*About this exercise*: Go over the lines below, and when one contains the word "plant", copy it.
== Data for the task ==
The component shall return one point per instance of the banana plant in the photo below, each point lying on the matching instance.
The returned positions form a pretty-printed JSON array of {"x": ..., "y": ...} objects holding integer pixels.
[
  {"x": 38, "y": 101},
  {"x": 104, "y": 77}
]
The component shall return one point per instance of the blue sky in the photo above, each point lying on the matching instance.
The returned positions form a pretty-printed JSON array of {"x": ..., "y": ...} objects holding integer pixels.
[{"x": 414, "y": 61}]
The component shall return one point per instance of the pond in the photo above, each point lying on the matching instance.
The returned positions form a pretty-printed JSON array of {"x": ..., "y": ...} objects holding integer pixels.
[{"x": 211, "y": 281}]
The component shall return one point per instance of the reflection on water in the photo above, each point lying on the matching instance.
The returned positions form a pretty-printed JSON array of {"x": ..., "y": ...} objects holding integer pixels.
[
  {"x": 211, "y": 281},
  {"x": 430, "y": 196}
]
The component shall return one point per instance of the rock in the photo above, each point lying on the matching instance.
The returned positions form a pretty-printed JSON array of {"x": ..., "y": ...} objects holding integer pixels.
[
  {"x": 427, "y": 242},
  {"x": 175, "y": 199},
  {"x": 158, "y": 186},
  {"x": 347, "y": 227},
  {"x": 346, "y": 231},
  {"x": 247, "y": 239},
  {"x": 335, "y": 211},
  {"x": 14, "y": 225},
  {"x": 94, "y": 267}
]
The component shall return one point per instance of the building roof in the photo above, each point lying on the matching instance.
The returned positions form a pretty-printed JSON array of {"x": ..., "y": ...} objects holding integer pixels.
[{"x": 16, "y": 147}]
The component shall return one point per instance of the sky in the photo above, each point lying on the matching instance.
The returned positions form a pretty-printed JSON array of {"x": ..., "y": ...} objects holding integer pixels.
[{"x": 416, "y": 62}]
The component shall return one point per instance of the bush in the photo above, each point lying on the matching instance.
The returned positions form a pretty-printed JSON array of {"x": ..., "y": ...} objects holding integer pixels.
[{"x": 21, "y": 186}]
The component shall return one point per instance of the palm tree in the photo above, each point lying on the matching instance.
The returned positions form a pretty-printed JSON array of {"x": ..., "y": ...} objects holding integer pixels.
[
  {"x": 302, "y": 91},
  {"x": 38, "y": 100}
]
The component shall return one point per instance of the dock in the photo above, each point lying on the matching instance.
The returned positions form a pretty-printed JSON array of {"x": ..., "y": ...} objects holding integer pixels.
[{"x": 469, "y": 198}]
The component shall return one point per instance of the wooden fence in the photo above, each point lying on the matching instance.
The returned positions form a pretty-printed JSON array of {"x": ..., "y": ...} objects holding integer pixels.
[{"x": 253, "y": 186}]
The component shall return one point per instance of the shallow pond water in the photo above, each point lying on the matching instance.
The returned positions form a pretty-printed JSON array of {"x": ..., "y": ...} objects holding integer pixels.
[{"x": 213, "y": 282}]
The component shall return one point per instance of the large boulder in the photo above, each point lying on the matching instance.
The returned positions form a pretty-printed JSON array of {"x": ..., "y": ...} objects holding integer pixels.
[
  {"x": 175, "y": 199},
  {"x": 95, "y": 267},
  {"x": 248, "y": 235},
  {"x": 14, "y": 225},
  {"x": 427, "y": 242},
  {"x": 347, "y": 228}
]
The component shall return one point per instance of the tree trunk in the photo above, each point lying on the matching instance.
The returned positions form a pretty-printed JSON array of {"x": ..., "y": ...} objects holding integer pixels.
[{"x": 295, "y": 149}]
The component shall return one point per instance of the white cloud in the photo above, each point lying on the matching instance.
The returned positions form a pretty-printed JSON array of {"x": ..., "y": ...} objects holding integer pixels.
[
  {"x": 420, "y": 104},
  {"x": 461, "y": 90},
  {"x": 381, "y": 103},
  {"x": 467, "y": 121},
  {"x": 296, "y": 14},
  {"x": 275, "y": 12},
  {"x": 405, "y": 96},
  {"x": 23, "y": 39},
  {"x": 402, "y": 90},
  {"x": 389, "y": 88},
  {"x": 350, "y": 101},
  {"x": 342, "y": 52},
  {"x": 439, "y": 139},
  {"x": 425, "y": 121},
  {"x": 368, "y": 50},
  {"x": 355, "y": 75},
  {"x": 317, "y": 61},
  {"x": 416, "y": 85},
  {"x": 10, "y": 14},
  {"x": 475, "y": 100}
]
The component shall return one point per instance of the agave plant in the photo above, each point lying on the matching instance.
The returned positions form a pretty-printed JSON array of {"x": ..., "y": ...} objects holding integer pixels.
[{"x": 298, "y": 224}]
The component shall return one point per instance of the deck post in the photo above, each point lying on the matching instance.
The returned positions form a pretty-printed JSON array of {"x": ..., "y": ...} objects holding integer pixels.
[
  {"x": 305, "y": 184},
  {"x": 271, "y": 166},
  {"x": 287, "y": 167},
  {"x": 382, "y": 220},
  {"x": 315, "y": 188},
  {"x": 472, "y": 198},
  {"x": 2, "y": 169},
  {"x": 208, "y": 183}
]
===
== Data for the task ==
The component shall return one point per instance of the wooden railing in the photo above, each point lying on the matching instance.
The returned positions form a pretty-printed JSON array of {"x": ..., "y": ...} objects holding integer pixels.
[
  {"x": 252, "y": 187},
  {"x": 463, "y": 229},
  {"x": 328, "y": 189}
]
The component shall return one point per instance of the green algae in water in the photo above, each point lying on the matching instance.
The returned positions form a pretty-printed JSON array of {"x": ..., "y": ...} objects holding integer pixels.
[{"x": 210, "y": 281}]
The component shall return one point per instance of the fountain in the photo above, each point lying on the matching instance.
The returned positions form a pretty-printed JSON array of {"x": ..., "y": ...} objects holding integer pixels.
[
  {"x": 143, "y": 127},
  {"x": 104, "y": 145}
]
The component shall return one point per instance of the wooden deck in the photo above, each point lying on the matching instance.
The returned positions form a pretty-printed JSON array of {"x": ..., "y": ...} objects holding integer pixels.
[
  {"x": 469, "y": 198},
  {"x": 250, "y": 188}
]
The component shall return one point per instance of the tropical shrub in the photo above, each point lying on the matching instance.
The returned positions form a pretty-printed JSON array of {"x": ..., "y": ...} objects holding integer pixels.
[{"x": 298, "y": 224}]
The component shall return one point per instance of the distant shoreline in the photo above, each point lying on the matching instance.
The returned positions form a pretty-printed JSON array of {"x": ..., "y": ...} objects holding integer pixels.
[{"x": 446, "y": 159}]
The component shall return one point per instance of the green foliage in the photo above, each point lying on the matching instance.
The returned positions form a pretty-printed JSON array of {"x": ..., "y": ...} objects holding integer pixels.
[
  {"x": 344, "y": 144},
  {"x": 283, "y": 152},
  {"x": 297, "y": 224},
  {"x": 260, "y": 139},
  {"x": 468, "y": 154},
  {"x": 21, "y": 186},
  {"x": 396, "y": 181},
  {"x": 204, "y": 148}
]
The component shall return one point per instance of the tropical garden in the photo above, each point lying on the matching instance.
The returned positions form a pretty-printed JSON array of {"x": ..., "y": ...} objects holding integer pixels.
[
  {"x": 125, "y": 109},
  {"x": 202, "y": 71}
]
===
*Answer section*:
The component shall return one point per instance of the banana plant in the photo below, each point lying on the matching instance.
The component shall return one point per instance of the agave plant in the photo above, each point lying on the matching instance.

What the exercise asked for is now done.